>> Begin

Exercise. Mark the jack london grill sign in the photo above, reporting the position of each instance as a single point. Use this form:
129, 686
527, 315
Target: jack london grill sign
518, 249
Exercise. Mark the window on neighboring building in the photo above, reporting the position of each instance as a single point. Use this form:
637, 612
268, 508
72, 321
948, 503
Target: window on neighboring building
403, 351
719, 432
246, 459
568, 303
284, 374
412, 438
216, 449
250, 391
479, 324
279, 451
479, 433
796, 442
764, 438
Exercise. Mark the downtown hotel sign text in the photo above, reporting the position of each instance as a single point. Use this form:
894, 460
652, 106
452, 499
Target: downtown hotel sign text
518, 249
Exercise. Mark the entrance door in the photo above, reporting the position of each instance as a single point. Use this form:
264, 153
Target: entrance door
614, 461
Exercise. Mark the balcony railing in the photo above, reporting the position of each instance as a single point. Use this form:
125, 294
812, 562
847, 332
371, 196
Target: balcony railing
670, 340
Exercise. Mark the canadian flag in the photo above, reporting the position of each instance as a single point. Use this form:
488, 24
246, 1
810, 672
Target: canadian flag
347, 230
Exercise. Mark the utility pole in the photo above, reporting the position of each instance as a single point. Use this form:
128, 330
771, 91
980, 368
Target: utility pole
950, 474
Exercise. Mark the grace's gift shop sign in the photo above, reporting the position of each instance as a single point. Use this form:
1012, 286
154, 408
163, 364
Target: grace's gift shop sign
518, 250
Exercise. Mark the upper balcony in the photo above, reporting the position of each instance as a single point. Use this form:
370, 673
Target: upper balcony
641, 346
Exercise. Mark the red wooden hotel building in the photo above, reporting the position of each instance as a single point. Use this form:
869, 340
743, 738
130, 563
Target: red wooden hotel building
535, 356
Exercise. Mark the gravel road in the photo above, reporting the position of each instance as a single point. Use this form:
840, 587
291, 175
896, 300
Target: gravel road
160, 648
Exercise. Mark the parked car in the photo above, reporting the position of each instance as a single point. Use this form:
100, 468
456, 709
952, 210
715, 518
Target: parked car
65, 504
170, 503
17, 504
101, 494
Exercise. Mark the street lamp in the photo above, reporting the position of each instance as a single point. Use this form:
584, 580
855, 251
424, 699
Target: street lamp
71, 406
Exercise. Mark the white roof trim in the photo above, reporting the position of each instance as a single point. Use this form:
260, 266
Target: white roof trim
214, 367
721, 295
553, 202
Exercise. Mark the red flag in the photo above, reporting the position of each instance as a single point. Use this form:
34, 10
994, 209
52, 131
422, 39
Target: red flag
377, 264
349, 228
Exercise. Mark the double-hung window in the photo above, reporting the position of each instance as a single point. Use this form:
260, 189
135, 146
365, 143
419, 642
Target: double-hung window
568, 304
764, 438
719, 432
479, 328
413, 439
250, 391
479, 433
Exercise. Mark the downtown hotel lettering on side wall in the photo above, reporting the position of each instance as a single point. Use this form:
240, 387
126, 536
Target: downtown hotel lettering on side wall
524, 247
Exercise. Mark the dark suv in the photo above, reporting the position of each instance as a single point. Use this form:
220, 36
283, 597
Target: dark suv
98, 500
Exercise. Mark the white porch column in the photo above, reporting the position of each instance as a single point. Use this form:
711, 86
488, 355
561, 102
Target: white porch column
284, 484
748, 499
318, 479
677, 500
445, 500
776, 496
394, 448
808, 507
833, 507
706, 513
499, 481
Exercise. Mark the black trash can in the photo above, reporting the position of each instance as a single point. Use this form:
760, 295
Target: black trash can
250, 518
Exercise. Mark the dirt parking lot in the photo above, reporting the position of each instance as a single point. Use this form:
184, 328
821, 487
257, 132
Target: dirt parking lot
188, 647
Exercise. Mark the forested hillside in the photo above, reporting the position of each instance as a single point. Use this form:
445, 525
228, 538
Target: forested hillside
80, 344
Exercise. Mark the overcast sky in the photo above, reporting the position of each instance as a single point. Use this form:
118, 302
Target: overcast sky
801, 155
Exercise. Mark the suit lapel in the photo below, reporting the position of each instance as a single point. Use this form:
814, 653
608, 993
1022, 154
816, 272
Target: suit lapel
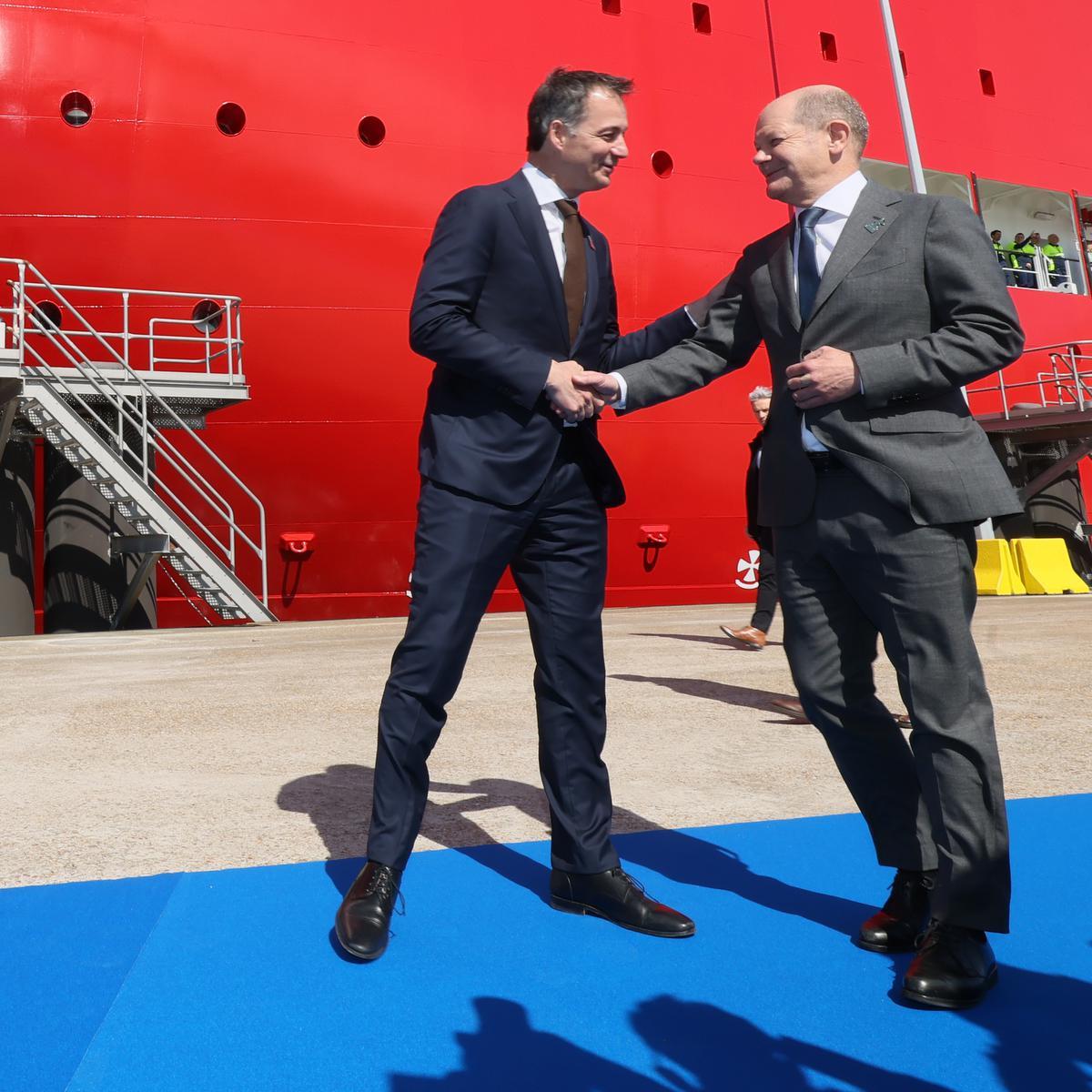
781, 276
592, 292
874, 213
529, 217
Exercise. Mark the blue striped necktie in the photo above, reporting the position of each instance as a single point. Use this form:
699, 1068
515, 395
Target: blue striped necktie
807, 267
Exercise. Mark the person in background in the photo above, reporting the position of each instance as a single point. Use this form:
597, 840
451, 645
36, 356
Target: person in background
1057, 261
1024, 261
753, 636
1004, 259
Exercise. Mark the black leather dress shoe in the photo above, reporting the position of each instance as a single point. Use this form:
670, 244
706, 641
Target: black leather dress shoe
620, 899
895, 927
364, 917
954, 969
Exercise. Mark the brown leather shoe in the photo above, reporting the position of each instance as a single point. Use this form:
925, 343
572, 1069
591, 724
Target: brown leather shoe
747, 636
789, 705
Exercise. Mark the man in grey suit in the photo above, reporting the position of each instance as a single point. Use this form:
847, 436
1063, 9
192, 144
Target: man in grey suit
876, 307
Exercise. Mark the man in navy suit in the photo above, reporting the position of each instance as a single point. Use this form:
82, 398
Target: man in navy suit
516, 298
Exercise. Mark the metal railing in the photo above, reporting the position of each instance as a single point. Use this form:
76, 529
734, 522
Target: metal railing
135, 344
1064, 385
132, 410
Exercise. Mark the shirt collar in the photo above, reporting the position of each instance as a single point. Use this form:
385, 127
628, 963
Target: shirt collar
545, 189
841, 197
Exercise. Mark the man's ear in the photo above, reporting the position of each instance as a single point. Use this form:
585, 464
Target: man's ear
838, 136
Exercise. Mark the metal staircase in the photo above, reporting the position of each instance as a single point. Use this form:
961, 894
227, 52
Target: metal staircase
104, 401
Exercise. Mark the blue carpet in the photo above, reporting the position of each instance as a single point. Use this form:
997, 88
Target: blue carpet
229, 981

>> End

Stated problem
Copy all the rows above unchanged, but leave out the images.

Finished answer
Exercise. Mark the jack london grill sign in the photo above, reporting the position of each instance as a single point. Use this form:
129, 686
527, 315
Target: jack london grill sign
518, 249
Exercise. Mark the window on neighboring building in the photo above, reporting the position of each instance as a single point. Use this form:
637, 612
268, 508
72, 321
948, 503
Target: window on neighboring building
403, 351
719, 432
246, 459
568, 303
284, 374
412, 438
216, 449
250, 391
479, 324
279, 451
479, 433
796, 442
764, 438
Exercise. Mark the downtown hotel sign text in the photo above, reporting the position of each instance as a single point. Use this form:
894, 460
652, 106
452, 499
Target: downtown hotel sign text
518, 249
Exercise. Mark the entrance door in the photo above, reporting the position of each instance as a single point. Use this form:
264, 153
Target: entrance door
614, 461
Exercise. Mark the balcony railing in the photo above, reporting the position of each instance as a single point. Use this form:
125, 294
812, 562
847, 332
371, 196
Target: balcony railing
670, 340
Exercise. Mark the canadian flag in the photo above, reporting the position of each instance as a single point. Use this form:
488, 24
246, 1
810, 672
Target: canadian flag
347, 230
Exercise. Mark the utility pole in the photo above, reporting the position of each instance as a single point. Use this form:
128, 330
771, 91
980, 368
Target: utility pole
950, 474
Exercise. Mark the grace's gift shop sign in the photo above, reporting the position of each instance as a single point. Use this form:
1012, 286
154, 408
163, 364
Target: grace's gift shop sign
518, 250
Exercise. Mark the upper balcony in the photo above, reporting the position of each instance as a single point. Use this form:
370, 673
Target: upper balcony
641, 346
Exercise. Mark the red wooden hotel building in the photo above, reporting the position of each instance as a single point. Use this form:
869, 340
743, 738
130, 563
Target: red wooden hotel building
535, 356
Exercise. Mark the gravel road in the photo above, reporting the position of each instance as a single point. Use this form:
840, 587
291, 175
896, 300
Target: gravel road
160, 648
Exercise. Mark the parked car in the photo above, reporting the position of each instance as a single point. Use this form:
100, 468
456, 709
952, 210
715, 518
Target: parked car
65, 504
170, 503
17, 504
101, 494
Exercise. Mark the street lamp in the photo above, reporting the position of each instance as a single point. Use this form:
584, 580
855, 251
424, 699
Target: street lamp
71, 406
Exercise. Mark the white roof trim in the photo above, reporting the position of each instance as a single point. Use this form:
260, 266
Target: white roof trim
214, 367
721, 295
553, 202
Exercise. Mark the red flag in the photo above, reporting the position of each instance as a single point. Use this form:
34, 10
994, 209
52, 131
422, 39
Target: red flag
377, 264
349, 228
Exercise. Mark the double-hung window in the photo above, reporting the position of each instance as a single point. Use this form:
260, 189
135, 146
365, 143
419, 642
Target: double-hung window
568, 304
764, 438
719, 432
479, 328
413, 439
250, 391
479, 433
Exercise. Mark the downtown hotel lettering on side wall in the photo above, reporting the position of each instance as a single point. Use this form:
240, 387
126, 536
Target: downtown hotel lettering on side wall
524, 247
Exercise. Mark the dark suv in the photo above, reporting the position of each instance as a single point. Use this form:
220, 36
283, 597
Target: dark suv
98, 500
Exercise. Mark the white porch column in the photo above, reporting the position of each instance as a single point. Use this form:
711, 86
488, 355
561, 102
Target: white porch column
284, 484
748, 499
318, 479
677, 500
445, 500
776, 496
394, 448
808, 507
833, 507
706, 513
499, 481
Exercise. Mark the black trash can in the photo above, reporting the position of each instance as a single point. Use this form:
760, 295
Target: black trash can
250, 518
Exercise. Mark the dirt parking lot in the photo above, reporting the position of each instance as a single point. Use this form:
184, 328
821, 487
257, 132
Target: dirt parking lot
188, 647
Exercise. Mark the forested hillside in the photo above, reporting the position of each instance as a single point. Use this form:
445, 525
228, 538
Target: forested hillside
80, 344
Exercise. Mark the overcast sky in the photo above, reporting the position of each instance as a single point. Use this form:
118, 302
Target: overcast sky
801, 155
Exercise. Mark the suit lapel in the photo below, reporting the position of each instance as a single point. Use this form:
814, 653
608, 993
1022, 154
816, 272
Target: suit lapel
781, 276
592, 292
874, 213
529, 217
Exercise. Mark the blue striped necktie in the photo above, reporting the position of each instance as a single point. Use this form:
699, 1068
515, 395
Target: blue striped necktie
807, 267
Exercise. Mark the person in background in the photo above, reporting the position of each instance as a single point. Use this form:
597, 840
451, 645
36, 356
Target: person in background
1057, 261
1024, 261
753, 636
1004, 259
Exercise. Mark the black leather dress shoe in the photo above, reporting the position of each instance as a single point. Use this form:
670, 244
706, 641
Target: black leather dress shoe
620, 899
895, 927
364, 917
954, 969
Exercise. Mark the brown leather shoe in the photo above, reporting the position of each instance as a single point. Use this form:
925, 343
572, 1069
591, 724
Target: brown leather shoe
747, 636
789, 705
Exercise. Mark the man in grey suit in the photo above, reporting the position of each instance as a single point. Use this form:
847, 436
1063, 9
192, 144
Target: man in grey suit
876, 307
Exercise. Mark the man in navy suit in the photo above, reporting the position of each instance as a single point. Use this form:
82, 398
Target: man in navy suit
516, 298
Exercise. Mark the metal railing in the photo above, reporting the position of each instance as a single point. Use this form:
76, 529
734, 522
Target: metal railing
135, 344
1064, 385
132, 410
Exercise. Mark the shirt collar in the photo above, reporting the position of each instance as a single point. Use this form:
385, 127
628, 963
Target: shirt collar
545, 189
841, 197
Exercise. Mark the man's ear in the photo above, reporting the position of each instance as a single point. Use this form:
585, 464
Target: man's ear
838, 136
Exercise. Mark the metal staircase in the photo above, reporting the position of each instance as a single point. Use this form:
961, 894
227, 52
Target: metal staircase
104, 401
Exercise. Mark the blue carpet in the photo above, reporting the position of each instance as a single point. Use this form:
997, 88
Target: blue carpet
229, 981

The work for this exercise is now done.